▶ PASSAGE PROVIDED:
━━━

Last Ride to the vet Sept. 4 2001

I am Sorry Little Girl

Yesterday I had to take you for your final "Bye Bye in the car" this time you did not have the strength to sit in my lap with your tiny head against my chest while you sniffed all those strange smells from the open window, you Lay there in your bed with your head down I knew you were in pain your eyes could not even focus on me like you always did. Yet I felt so guilty could I do more. I brought you to the hospital the day before after you spent all day in pain the Vet put you on the floor and you had the strength to assume your shadow position behind me and you looked up at me and seemed to say Daddy please bring me home, So I did. I prayed so hard for you when we got home. Dear God please don't let any of my transgressions reflect this wonderful spirit you can have some of my health, I will do anything what do you want of me. I am sorry Little Girl my Prayer did not help you.

━━━

▶ EXERCISES TO COMPLETE:
1. For the memorial piece about the last ride to the vet, state whether each statement agrees with the text, and back each yes or no with the text's deciding words in quotation marks. (a) On the final ride, Little Girl sat in the writer's lap. (b) At the hospital the day before, Little Girl took her shadow position behind the writer. (c) The writer left Little Girl at the hospital overnight.
2. According to the memorial piece about the last ride to the vet, why did the writer take Little Girl home from the hospital the day before? Answer in one to three sentences.
3. Continue the memorial piece about the last ride to the vet, starting after its final sentence.

▶ INFORMATION GIVEN:
━━━

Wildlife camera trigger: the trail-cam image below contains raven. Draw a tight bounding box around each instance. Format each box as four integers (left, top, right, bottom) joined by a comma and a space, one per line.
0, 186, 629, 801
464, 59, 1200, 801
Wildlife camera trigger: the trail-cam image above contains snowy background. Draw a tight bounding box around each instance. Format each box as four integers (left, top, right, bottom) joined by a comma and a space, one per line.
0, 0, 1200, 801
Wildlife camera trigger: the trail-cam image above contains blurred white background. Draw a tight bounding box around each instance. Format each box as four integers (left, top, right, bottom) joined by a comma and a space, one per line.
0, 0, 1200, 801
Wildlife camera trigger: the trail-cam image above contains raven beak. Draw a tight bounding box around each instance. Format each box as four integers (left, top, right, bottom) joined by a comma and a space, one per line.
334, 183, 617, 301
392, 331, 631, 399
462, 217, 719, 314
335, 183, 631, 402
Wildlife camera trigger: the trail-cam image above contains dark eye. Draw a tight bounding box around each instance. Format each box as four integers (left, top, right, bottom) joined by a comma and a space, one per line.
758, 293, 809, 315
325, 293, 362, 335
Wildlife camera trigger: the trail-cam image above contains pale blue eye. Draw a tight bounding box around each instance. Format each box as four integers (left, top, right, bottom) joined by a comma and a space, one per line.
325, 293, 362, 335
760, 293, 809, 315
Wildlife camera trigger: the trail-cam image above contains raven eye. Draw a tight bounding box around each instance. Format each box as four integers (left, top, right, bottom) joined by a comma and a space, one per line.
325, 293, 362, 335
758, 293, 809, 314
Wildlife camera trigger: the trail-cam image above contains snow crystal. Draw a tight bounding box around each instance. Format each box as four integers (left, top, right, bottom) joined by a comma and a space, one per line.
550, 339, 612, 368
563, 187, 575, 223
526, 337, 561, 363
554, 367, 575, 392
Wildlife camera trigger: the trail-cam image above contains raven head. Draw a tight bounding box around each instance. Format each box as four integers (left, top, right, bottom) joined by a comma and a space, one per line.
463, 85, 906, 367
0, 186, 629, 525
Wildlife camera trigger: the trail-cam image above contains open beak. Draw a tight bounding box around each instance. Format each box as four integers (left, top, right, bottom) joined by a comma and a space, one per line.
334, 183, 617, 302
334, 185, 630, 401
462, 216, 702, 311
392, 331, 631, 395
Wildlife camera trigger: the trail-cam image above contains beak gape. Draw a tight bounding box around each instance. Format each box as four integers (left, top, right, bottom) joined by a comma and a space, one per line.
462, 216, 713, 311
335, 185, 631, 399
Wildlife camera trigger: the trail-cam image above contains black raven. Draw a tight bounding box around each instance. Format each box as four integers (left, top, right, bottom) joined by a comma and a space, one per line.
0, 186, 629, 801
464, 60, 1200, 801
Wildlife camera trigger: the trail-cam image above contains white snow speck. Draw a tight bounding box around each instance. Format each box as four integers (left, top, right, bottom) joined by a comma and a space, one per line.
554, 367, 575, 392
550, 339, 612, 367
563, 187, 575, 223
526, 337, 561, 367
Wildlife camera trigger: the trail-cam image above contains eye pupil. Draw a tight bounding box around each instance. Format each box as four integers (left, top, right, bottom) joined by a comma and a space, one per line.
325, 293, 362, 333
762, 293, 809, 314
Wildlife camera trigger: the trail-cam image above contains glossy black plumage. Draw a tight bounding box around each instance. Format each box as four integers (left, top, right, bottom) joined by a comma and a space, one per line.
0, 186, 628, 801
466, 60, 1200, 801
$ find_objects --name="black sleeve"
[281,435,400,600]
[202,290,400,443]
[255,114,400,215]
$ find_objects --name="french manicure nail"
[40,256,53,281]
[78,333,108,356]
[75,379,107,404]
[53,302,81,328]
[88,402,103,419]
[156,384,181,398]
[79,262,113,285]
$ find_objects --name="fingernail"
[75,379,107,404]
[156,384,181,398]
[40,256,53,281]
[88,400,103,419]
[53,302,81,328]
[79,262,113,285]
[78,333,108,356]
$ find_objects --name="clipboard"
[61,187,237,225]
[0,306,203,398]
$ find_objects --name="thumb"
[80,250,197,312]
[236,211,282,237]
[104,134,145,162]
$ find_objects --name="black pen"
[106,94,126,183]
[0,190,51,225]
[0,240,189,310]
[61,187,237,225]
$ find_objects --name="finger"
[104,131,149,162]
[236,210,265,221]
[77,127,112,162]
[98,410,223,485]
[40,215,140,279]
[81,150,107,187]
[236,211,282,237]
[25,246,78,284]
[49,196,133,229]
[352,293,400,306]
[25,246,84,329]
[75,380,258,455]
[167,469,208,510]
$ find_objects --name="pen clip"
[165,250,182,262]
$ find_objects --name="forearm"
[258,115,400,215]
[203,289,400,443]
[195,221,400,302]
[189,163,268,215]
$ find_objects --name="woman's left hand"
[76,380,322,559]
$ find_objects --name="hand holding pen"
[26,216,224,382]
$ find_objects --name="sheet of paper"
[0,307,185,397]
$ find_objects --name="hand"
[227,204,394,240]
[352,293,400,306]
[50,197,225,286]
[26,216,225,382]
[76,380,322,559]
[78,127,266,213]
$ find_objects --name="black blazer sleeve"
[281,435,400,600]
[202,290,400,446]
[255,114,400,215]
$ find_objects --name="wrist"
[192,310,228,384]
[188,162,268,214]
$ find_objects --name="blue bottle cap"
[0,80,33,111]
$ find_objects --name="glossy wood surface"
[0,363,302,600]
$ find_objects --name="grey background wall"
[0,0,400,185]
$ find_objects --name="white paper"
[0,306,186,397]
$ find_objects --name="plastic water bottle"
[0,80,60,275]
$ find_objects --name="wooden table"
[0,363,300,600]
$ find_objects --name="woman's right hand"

━━━

▶ ANSWERS FOR EACH ITEM:
1.
(a) No: "this time you did not have the strength to sit in my lap"
(b) Yes: "you had the strength to assume your shadow position behind me"
(c) No: "Daddy please bring me home, So I did."

2. After the vet put her on the floor, she took her shadow position behind the writer and looked up. She seemed to say "Daddy please bring me home," so the writer brought her home.

3.
 As we continued too the Vet all I could tell you is your pain would soon end and that your first Mommy and Daddy would be waiting in heaven to greet you (Her first owners died an elderly couple it was evident how much they loved her by the things she would do and all her mannerisms. She would turn her head to the side and wait to be scooped up and held like a baby scratch her tummy and she was in ecstasy. I could see she was morning them when I first got her she did quickly gave me her unconditional love.) I still feel guilty Because I would grumble having to dedicate time to give you all those medication's or putting the pillow over my head some times not to hear you coughing at night. Now my house is silent and my time is abundant but so empty. I would give anything to be awakened by you and never would I grumble. When we finally got to the Vets office they were so kind but I could not put Her on that cold metal table so I held her Like a Baby making sure she knew I was there. They gave her the Anastasia and I held Her till she fell a sleep I kissed her little snout and said Good bye and said I am sorry. Her limp body gave me a feeling of Dread and I wanted to stop the Euthanasia I could not watch the final moments the Vet took Her from me.

Little Girl 1993 2001 Sept 5 a Fawn floppy eared Chihuahua you were only seven pounds in weight Yet you had more heart then any dog I've known you sure have etched you spirit into my heart. My house is empty and I hate going home. I only had you for a short Time but I will remember you forever.